How to complete this task
Write out all of the entries below word for word.

[Recorded data]
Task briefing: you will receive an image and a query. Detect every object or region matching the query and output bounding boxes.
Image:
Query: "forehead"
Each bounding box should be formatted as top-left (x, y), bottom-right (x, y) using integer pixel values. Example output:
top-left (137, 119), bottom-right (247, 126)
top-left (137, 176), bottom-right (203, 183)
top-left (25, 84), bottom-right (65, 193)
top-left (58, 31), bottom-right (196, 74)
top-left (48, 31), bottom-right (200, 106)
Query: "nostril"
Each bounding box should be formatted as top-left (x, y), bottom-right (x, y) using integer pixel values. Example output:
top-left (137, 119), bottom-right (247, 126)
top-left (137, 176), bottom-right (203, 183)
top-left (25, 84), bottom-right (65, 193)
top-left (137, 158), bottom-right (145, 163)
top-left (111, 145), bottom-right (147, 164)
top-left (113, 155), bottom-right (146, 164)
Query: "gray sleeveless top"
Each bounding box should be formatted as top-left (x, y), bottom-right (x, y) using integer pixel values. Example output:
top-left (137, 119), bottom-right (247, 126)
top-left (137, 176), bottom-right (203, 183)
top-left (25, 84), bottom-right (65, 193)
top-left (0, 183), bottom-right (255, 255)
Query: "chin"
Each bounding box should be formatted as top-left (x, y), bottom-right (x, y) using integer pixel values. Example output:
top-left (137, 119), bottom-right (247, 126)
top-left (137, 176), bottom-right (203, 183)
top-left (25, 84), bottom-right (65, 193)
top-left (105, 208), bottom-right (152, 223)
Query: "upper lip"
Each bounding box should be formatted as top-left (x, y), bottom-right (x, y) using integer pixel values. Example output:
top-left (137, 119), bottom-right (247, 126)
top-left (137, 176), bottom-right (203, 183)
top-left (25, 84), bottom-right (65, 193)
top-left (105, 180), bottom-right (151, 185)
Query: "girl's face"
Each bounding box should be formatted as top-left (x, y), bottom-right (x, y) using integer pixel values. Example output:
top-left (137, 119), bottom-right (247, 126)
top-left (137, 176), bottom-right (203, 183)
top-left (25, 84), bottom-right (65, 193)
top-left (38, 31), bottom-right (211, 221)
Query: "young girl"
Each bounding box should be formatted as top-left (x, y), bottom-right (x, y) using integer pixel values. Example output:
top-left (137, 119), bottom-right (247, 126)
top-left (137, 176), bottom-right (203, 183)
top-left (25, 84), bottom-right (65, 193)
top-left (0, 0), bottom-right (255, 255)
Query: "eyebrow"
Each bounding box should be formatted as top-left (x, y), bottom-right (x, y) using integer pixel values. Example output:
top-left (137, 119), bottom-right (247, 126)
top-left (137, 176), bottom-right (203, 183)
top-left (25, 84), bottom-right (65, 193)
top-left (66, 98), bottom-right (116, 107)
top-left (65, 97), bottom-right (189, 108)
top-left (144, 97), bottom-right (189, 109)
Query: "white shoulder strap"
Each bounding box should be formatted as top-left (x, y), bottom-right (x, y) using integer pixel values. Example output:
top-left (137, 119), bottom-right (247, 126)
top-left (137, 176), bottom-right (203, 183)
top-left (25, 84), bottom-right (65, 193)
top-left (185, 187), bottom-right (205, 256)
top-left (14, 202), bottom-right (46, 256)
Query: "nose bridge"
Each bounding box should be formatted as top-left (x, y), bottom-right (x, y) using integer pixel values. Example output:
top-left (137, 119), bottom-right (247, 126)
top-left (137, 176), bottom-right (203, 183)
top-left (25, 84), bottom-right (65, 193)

Answer section
Task briefing: you will receive an image and a query. Detect every object or region matching the query and output bounding boxes.
Image:
Query: "forehead"
Each bounding box should be formatted as top-left (x, y), bottom-right (x, y) using integer pixel values. Example output:
top-left (137, 119), bottom-right (247, 126)
top-left (137, 176), bottom-right (203, 183)
top-left (25, 84), bottom-right (65, 193)
top-left (58, 31), bottom-right (196, 74)
top-left (48, 31), bottom-right (200, 106)
Query: "nostril"
Each bounding box should be formatted as top-left (x, y), bottom-right (x, y) using integer pixel values. Example output:
top-left (137, 119), bottom-right (247, 126)
top-left (137, 176), bottom-right (203, 183)
top-left (25, 84), bottom-right (65, 193)
top-left (137, 158), bottom-right (145, 163)
top-left (111, 145), bottom-right (147, 164)
top-left (113, 155), bottom-right (146, 164)
Query: "gray sleeveless top"
Each bounding box should be formatted as top-left (x, y), bottom-right (x, y) using integer pixel values. Example output:
top-left (137, 119), bottom-right (247, 126)
top-left (137, 176), bottom-right (203, 183)
top-left (25, 84), bottom-right (65, 193)
top-left (0, 183), bottom-right (255, 255)
Query: "chin"
Each bounding box should be formatted as top-left (x, y), bottom-right (x, y) using integer pixel values. Example output:
top-left (137, 119), bottom-right (247, 126)
top-left (137, 176), bottom-right (203, 183)
top-left (25, 84), bottom-right (65, 193)
top-left (105, 208), bottom-right (152, 223)
Query: "upper lip"
Each bounding box should be formatted as top-left (x, y), bottom-right (x, y) using integer pixel values. Example output:
top-left (137, 119), bottom-right (247, 126)
top-left (137, 176), bottom-right (203, 183)
top-left (25, 84), bottom-right (65, 193)
top-left (105, 180), bottom-right (151, 185)
Query: "girl's face"
Each bounding box should be formatted as top-left (x, y), bottom-right (x, y) using integer pixel values. Example output:
top-left (137, 119), bottom-right (247, 126)
top-left (137, 176), bottom-right (203, 183)
top-left (25, 84), bottom-right (65, 193)
top-left (38, 31), bottom-right (211, 221)
Query: "young girl"
Each bounding box should be formatted as top-left (x, y), bottom-right (x, y) using integer pixel values. Example output:
top-left (137, 119), bottom-right (247, 126)
top-left (137, 176), bottom-right (203, 183)
top-left (25, 84), bottom-right (65, 193)
top-left (0, 0), bottom-right (255, 255)
Query: "eyebrow"
Each bounding box should be formatted as top-left (x, y), bottom-right (x, y) using integer pixel values. Example output:
top-left (137, 119), bottom-right (247, 126)
top-left (137, 176), bottom-right (203, 183)
top-left (25, 84), bottom-right (65, 193)
top-left (66, 98), bottom-right (116, 107)
top-left (65, 97), bottom-right (189, 108)
top-left (144, 97), bottom-right (189, 109)
Query: "white shoulder strap"
Each bounding box should be formatted as top-left (x, y), bottom-right (x, y) using integer pixel values. Example output:
top-left (137, 119), bottom-right (247, 126)
top-left (137, 176), bottom-right (203, 183)
top-left (25, 84), bottom-right (65, 193)
top-left (185, 187), bottom-right (205, 256)
top-left (14, 202), bottom-right (46, 256)
Query: "nose bridge"
Each bounding box should be formatted as top-left (x, y), bottom-right (x, y) using integer pixel values. Example output:
top-left (137, 119), bottom-right (247, 126)
top-left (137, 176), bottom-right (203, 183)
top-left (25, 84), bottom-right (65, 193)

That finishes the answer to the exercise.